Stored data.
--- START ---

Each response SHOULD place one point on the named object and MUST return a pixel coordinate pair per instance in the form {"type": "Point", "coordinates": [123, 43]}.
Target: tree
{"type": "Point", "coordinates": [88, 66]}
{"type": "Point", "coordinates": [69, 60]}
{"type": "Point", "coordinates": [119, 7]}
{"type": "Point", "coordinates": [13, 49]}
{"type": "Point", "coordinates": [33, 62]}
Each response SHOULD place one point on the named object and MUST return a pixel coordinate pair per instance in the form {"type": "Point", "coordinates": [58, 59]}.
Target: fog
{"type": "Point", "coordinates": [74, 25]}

--- END ---
--- START ---

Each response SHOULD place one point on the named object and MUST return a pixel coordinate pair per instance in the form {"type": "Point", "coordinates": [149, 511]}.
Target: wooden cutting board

--- END ---

What the task asks. Go through the records line by line and count those containing the string "return". Give only the total.

Task result. 3